EXTRAIT FOURNI -
Nous avons souhaité engager une réflexion de fond sur ce problème dans le cadre de la sortie de crise du conflit social qui a eu lieu à l'automne et l'hiver 2015. Nous avons créé une prime de fidélisation, à l'instar de ce qui se fait dans la police nationale, qui vise à stabiliser des jeunes surveillants dans leur premier emploi, notamment dans les établissements pénitentiaires peu attractifs qui connaissent d'importantes vacances d'emplois. Cette prime est en cours d'élaboration avec la direction générale de l'administration et de la fonction publique. Le dispositif devrait permettre à la fois de reprendre le stock des agents qui ont été affectés dans des établissements à faible attractivité et de faire bénéficier les nouveaux agents qui arriveront dans ces établissements, à partir de 2017, d'un système favorisant leur stabilité pendant cinq ans sur le premier poste.

Nous avons souhaité également réfléchir sur la régionalisation des concours, qui serait un moyen efficace de recruter des surveillants dans des régions où cela est difficile : en région Provence-Alpes-Côte d'Azur (PACA), dans la région lyonnaise et en région parisienne. Cette régionalisation est cependant difficile à faire accepter aux organisations professionnelles, qui y voient un frein à la mobilité et le risque pour les titulaires de manquer de possibilités de changer d'affectation en cours de carrière. Les discussions ne sont pas encore parvenues à leur terme.

Les enjeux de recrutement sont donc très importants pour l'administration pénitentiaire. Il est prévu en 2016 de procéder à 2 160 recrutements. Je rappelle que l'administration pénitentiaire dispose d'une seule et unique école qui forme la totalité de ses agents. L'école sera encore davantage mise sous tension au cours des années à venir car les générations « Chalandon », c'est-à-dire les générations de surveillants qui ont été recrutés massivement au début des années 1990, commenceront à partir à la retraite dès 2020. Ceci pose la question de la capacité de l'École – telle qu'elle est aujourd'hui calibrée – à former tous ces nouveaux surveillants.

Nous connaissons un taux de vacance d'emplois dans l'administration pénitentiaire qui reste très élevé et que nous essayons de combler. Au 6 juin 2016, le nombre de vacances parmi les surveillants était de 1 419, ce qui est très important. Le taux de couverture global, qui est de 94 %, peut paraître élevé mais dans un établissement pénitentiaire dans lequel le travail est posté, il est extrêmement important de saturer les emplois pour que l'ensemble des postes soit couvert. Nous avons connu des pics de vacance comme en mai 2016, de 1 800 emplois, ce qui met évidemment les établissements en grande difficulté. Grâce aux recrutements de 2015 et de 2016, nous souhaitons faire baisser le nombre de vacances aux alentours de 1 000 début 2017 et aux alentours de 300 début 2018. Non seulement il faut que nous parvenions à recruter massivement des personnels de surveillance en disposant d'un dispositif attractif, mais nous devons également parvenir à former l'ensemble de ces agents et fiabiliser le système en les sédentarisant le plus longtemps possible sur leur premier poste.

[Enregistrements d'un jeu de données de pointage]

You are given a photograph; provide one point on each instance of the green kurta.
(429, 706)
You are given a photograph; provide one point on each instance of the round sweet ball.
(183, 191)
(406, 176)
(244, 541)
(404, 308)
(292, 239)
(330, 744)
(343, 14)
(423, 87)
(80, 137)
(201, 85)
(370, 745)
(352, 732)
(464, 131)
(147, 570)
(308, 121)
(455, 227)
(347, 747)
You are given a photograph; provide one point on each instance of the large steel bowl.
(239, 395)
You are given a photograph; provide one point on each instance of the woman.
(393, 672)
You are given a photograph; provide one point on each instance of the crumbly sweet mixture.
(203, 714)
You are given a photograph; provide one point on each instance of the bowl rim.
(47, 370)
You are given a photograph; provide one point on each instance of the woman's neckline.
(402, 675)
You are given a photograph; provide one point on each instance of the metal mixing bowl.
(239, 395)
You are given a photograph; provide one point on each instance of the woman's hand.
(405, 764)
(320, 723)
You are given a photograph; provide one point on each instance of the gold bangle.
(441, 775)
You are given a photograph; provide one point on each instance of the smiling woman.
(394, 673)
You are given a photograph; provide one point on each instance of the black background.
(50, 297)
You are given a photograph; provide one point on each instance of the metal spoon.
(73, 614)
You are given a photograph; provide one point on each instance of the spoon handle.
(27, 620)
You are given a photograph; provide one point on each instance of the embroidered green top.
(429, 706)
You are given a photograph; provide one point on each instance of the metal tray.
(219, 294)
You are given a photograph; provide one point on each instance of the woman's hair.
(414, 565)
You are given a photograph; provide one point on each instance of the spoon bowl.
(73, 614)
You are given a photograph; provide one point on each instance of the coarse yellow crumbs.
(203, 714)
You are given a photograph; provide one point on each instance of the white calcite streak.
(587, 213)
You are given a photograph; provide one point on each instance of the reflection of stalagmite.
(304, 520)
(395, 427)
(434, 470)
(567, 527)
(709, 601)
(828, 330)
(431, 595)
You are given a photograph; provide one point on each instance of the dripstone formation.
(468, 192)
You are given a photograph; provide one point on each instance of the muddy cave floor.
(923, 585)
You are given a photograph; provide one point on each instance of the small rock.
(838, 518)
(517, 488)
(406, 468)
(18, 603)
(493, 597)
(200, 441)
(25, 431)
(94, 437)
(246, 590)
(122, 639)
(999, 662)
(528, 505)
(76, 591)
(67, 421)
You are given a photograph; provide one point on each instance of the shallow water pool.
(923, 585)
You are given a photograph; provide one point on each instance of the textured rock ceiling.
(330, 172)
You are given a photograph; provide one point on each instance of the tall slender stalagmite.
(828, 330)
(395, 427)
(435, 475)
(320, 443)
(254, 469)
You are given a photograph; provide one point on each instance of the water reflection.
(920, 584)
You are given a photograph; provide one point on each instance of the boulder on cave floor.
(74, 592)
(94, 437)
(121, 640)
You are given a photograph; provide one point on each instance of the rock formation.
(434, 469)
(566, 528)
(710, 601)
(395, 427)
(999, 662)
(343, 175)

CONSIGNES -
A - Dans l'extrait sur le recrutement des surveillants pénitentiaires, traduisez en anglais la phrase « Cette prime est en cours d'élaboration avec la direction générale de l'administration et de la fonction publique. »
B - Donnez toutes les régions que l'extrait sur le recrutement des surveillants pénitentiaires cite comme des endroits où il est difficile de recruter des surveillants.
C - Écrivez la suite de l'extrait sur le recrutement des surveillants pénitentiaires, à partir de sa dernière phrase.

RÉPONSES -
A - This bonus is being developed with the Directorate General for Administration and the Civil Service.

B -
- La région Provence-Alpes-Côte d'Azur (PACA)
- La région lyonnaise
- La région parisienne

C -
Concernant le fonctionnement des établissements, l'exécution 2015 en crédits de paiement s'est élevée à 1,217 milliard d'euros, ce qui représente la totalité des crédits arbitrés dans le schéma de fin de gestion, soit un taux de consommation de 100 % des crédits disponibles. Les premiers postes de dépenses concernent la gestion déléguée et les contrats de partenariat public-privé (PPP), puis viennent l'immobilier, la gestion publique et enfin, la santé des personnes. Ce dernier poste représente 37 millions d'euros de dépenses dans les services déconcentrés et 95 millions d'euros de cotisations, ce qui est considérable.

Les faits marquants de la gestion en 2015 sont liés d'abord à une baisse de 2 % des charges à payer par rapport à 2014. Cette baisse, hors dépenses de santé, est de 15 %. Les dépenses de santé ont quant à elles connu une augmentation très importante de 31 % entre 2014 et 2015. Plusieurs facteurs expliquent la progression des dépenses : outre les annulations intervenues dès la discussion du projet de loi de finances, le programme 107 a subi plusieurs annulations de crédits en cours de gestion pour un montant de plus de 79 millions d'euros, alors que des besoins nouveaux ont impacté la gestion. Au 31 décembre 2015, plusieurs marchés de gestion déléguée sont arrivés à échéance et ont été renouvelés dans le cadre des marchés publics d'exploitation-maintenance et de services à la personne des établissements pénitentiaires (MGD-2015). Ce nouveau marché a été notifié en septembre 2015 afin de préparer son démarrage en septembre 2016 et l'avance prévue aux marchés a été payée en quasi-totalité en 2015, soit un montant de 8 millions d'euros.

La rigidité de certains déterminants de l'administration pénitentiaire (les taux d'indexation en application de dispositions contractuelles, les taux d'occupation des établissements…) explique l'évolution de ces dépenses de plus de 15 millions d'euros par rapport à 2014.

En 2015, quatre structures pénitentiaires ont été mises en service : la maison centrale de Vendin-le-Vieil, le centre de semi-liberté de Paris-La Santé, qui est passé en contrat de partenariat public-privé, et les centres pénitentiaires de Beauvais et Valence. L'administration pénitentiaire a, en outre, pris possession du centre pénitentiaire de Riom.

La mise en oeuvre de la loi du 15 août 2014 a entraîné de nombreux déménagements ou redimensionnements des services pénitentiaires d'insertion et de probation (SPIP) afin de permettre l'accueil de 1 000 agents sur la période 2015-2017, soit une augmentation de 20 % de ces services. Ce cycle de déménagements n'est pas encore terminé. Nous avions obtenu environ 2 millions d'euros à cet effet ; la dépense s'est finalement élevée à 17 millions d'euros pour 2015 pour permettre d'installer ces agents dans des conditions de travail satisfaisantes.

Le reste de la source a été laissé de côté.